Format the data below as a Markdown table with the columns Index and Entry. Give each line its own numbered row and skip any blank lines.

*** Opening of DATA FOR REVIEW ***

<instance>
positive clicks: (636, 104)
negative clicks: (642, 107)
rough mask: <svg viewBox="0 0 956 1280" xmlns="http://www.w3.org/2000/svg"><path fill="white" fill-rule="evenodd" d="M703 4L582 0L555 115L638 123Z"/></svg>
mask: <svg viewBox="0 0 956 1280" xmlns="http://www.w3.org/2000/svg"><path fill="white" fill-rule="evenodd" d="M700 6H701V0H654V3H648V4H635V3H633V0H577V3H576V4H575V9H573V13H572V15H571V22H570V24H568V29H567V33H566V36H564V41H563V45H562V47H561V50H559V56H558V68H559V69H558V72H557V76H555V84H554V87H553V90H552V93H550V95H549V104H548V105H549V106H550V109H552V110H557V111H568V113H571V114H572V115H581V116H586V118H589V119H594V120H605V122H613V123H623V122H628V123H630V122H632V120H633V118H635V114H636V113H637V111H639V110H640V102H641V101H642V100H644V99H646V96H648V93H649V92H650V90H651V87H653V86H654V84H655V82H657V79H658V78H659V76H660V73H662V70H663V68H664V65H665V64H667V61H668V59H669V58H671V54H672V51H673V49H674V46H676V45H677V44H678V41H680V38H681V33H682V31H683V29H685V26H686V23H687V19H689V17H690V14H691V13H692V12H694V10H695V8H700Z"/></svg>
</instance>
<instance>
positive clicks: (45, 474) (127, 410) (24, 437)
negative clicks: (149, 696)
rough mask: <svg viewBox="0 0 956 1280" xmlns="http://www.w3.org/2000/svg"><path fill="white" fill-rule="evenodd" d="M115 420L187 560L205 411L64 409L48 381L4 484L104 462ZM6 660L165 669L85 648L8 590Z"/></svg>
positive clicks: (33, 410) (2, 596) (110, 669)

*** Close of DATA FOR REVIEW ***

_EXPECTED ANSWER_.
| Index | Entry |
|---|---|
| 1 | <instance> |
| 2 | positive clicks: (636, 104) |
| 3 | negative clicks: (642, 107) |
| 4 | rough mask: <svg viewBox="0 0 956 1280" xmlns="http://www.w3.org/2000/svg"><path fill="white" fill-rule="evenodd" d="M703 4L582 0L555 115L638 123Z"/></svg> |
| 5 | mask: <svg viewBox="0 0 956 1280" xmlns="http://www.w3.org/2000/svg"><path fill="white" fill-rule="evenodd" d="M700 6H701V0H654V3H648V4H635V3H633V0H577V3H576V4H575V9H573V13H572V15H571V22H570V24H568V29H567V33H566V36H564V41H563V45H562V47H561V50H559V56H558V68H559V69H558V72H557V76H555V84H554V87H553V90H552V93H550V95H549V104H548V105H549V106H550V109H552V110H557V111H568V113H571V114H572V115H581V116H586V118H589V119H594V120H605V122H613V123H623V122H628V123H630V122H632V120H633V118H635V114H636V113H637V111H639V110H640V102H641V101H642V100H644V99H646V96H648V93H649V92H650V90H651V87H653V86H654V84H655V82H657V79H658V78H659V76H660V73H662V70H663V68H664V65H665V64H667V61H668V59H669V58H671V54H672V51H673V49H674V46H676V45H677V44H678V41H680V38H681V33H682V31H683V29H685V26H686V23H687V19H689V17H690V14H691V13H692V12H694V10H695V8H700Z"/></svg> |
| 6 | </instance> |
| 7 | <instance> |
| 8 | positive clicks: (45, 474) (127, 410) (24, 437) |
| 9 | negative clicks: (149, 696) |
| 10 | rough mask: <svg viewBox="0 0 956 1280" xmlns="http://www.w3.org/2000/svg"><path fill="white" fill-rule="evenodd" d="M115 420L187 560L205 411L64 409L48 381L4 484L104 462ZM6 660L165 669L85 648L8 590Z"/></svg> |
| 11 | positive clicks: (33, 410) (2, 596) (110, 669) |